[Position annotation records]
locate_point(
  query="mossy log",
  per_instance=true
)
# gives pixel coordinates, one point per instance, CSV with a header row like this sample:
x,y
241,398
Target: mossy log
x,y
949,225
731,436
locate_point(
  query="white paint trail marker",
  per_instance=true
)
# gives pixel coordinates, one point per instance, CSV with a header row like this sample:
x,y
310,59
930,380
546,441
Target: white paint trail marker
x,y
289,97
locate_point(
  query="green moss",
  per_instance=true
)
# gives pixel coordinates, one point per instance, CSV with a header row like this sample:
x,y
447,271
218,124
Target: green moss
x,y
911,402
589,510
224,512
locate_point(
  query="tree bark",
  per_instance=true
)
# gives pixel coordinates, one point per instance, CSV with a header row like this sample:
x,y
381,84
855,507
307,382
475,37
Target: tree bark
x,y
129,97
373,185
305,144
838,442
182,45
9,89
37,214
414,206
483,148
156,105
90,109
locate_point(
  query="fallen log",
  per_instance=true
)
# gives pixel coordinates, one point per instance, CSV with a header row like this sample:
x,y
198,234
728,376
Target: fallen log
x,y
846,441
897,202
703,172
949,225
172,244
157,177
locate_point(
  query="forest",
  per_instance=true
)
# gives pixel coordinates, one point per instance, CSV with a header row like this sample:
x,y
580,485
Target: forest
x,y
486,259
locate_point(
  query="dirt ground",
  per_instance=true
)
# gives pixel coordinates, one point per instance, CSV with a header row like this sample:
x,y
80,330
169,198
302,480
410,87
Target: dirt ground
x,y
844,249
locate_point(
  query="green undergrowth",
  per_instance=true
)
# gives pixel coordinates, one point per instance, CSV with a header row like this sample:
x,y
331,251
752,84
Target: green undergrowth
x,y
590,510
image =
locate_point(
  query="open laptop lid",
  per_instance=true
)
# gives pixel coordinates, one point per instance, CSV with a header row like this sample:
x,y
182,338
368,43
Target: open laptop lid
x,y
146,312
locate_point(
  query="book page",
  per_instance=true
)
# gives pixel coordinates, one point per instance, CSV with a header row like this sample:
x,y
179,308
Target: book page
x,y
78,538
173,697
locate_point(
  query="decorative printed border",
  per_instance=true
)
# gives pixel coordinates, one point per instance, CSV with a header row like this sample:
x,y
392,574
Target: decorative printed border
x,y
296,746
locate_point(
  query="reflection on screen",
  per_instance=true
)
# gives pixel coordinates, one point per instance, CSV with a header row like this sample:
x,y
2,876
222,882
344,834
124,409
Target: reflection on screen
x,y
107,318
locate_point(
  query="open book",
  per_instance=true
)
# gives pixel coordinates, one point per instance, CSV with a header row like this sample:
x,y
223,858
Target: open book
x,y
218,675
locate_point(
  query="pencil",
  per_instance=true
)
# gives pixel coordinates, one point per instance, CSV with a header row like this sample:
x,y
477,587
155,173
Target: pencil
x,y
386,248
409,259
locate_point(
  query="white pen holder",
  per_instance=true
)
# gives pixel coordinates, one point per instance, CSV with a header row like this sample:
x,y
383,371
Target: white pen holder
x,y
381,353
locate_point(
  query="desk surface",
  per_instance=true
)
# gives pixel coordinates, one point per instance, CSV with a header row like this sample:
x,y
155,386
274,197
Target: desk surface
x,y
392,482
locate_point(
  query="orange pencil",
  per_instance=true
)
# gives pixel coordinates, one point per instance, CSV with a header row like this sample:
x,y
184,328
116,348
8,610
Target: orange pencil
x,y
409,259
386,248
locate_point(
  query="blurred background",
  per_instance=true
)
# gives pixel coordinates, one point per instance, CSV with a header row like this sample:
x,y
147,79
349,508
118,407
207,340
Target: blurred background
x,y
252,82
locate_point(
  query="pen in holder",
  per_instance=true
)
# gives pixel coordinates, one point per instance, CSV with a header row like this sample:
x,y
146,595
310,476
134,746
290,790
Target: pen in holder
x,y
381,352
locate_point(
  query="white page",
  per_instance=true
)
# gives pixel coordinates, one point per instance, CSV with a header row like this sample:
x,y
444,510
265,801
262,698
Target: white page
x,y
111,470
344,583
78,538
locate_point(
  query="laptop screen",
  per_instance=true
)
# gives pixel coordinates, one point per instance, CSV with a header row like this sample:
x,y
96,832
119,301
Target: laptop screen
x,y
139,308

Do this ->
Copy each record from above exactly, and include every line.

Answer in full ->
locate_point(
  query="mossy log",
  per_instance=true
)
# gives pixel coordinates, one point per instance, CSV with a header row like this sample:
x,y
241,398
Target: mossy log
x,y
949,225
731,436
locate_point(
  query="white paint trail marker",
  per_instance=true
)
# gives pixel coordinates, one point per instance, CSV with a header row like this sample:
x,y
310,59
930,380
546,441
Target: white paint trail marker
x,y
289,97
locate_point(
  query="green moss",
  per_instance=true
)
# gives pixel coordinates, one point per instance, CSV with a header row like this sample:
x,y
447,271
218,124
Target: green moss
x,y
911,402
589,510
224,512
locate_point(
  query="tree bark",
  per_instance=true
)
# gives pixel coordinates, one point per instance, CSV with a header row like this sample:
x,y
381,84
855,507
307,382
475,37
Target: tree bark
x,y
129,97
373,185
305,144
838,442
182,45
9,89
37,214
414,206
483,148
156,105
90,109
locate_point(
  query="fallen log",
  per_instance=true
)
# gives pixel coordinates, one point per instance, CSV with a header row like this sample:
x,y
198,234
728,376
Target: fallen log
x,y
846,441
897,202
703,172
949,225
172,244
157,177
locate_point(
  query="forest",
  per_instance=true
)
# gives pixel coordinates, one point per instance, CSV with a header row like this sample:
x,y
580,485
Target: forest
x,y
486,259
locate_point(
  query="dirt ground",
  per_instance=true
)
# gives pixel coordinates, one point per instance, CSV with a header row like this sample:
x,y
80,330
169,198
302,480
410,87
Target: dirt ground
x,y
844,249
locate_point(
  query="green undergrowth",
  per_instance=true
)
# gives pixel coordinates, one point per instance, CSV with a header row like this sample:
x,y
331,251
752,84
Target: green undergrowth
x,y
590,510
image =
locate_point(
  query="open laptop lid",
  per_instance=true
)
# gives pixel coordinates, one point per instance, CSV with a header row like this sample:
x,y
182,338
368,43
Target: open laptop lid
x,y
146,312
locate_point(
  query="book page",
  per_instance=true
)
# gives pixel coordinates, one point per instance, CSV with a header row like this sample:
x,y
179,308
Target: book page
x,y
78,538
173,697
locate_point(
  query="decorative printed border",
  per_instance=true
)
# gives pixel coordinates, one point per instance, CSV with a header row like this sample:
x,y
392,574
Target: decorative printed border
x,y
296,746
locate_point(
  query="reflection on screen",
  per_instance=true
)
# gives pixel coordinates, one point per instance, CSV with a header row like this sample:
x,y
2,876
222,882
344,834
124,409
Target: reflection on screen
x,y
107,318
locate_point(
  query="open book",
  per_instance=true
)
# gives pixel coordinates, one point per instance, CSV with a header row like this sample:
x,y
223,858
Target: open book
x,y
218,675
locate_point(
  query="pencil",
  per_instance=true
)
# gives pixel coordinates, one point per instance, CSV with a header row like this sample:
x,y
477,587
155,173
Target: pencil
x,y
386,248
409,259
locate_point(
  query="white pen holder",
  per_instance=true
)
# gives pixel coordinates, one point per instance, CSV with a header row like this sample:
x,y
383,371
Target: white pen holder
x,y
381,353
locate_point(
  query="desk surface",
  per_instance=true
)
# gives pixel coordinates, one point per instance, CSV with a header row like this sample:
x,y
155,386
274,197
Target: desk surface
x,y
392,482
locate_point(
  query="orange pencil",
  per_instance=true
)
# gives pixel coordinates, one point per instance, CSV with a header row like this sample:
x,y
184,328
116,348
8,610
Target: orange pencil
x,y
409,259
386,248
locate_point(
  query="blurred background",
  per_instance=true
)
# gives pixel coordinates, one point per instance, CSV with a header row like this sample:
x,y
147,79
349,508
118,407
207,340
Target: blurred background
x,y
252,82
locate_point(
  query="pen in holder",
  per_instance=true
)
# gives pixel coordinates, one point per instance, CSV with a header row like this sample:
x,y
146,595
310,476
134,746
290,790
Target: pen in holder
x,y
381,352
locate_point(
  query="white page",
  per_instance=true
)
# gives pixel coordinates, one point per instance, CSV with a header row like this sample:
x,y
444,510
265,801
262,698
Target: white page
x,y
111,470
344,583
78,538
locate_point(
  query="laptop screen",
  per_instance=true
)
# gives pixel coordinates, one point per instance, CSV with a header row like this sample:
x,y
96,832
119,301
Target: laptop screen
x,y
139,308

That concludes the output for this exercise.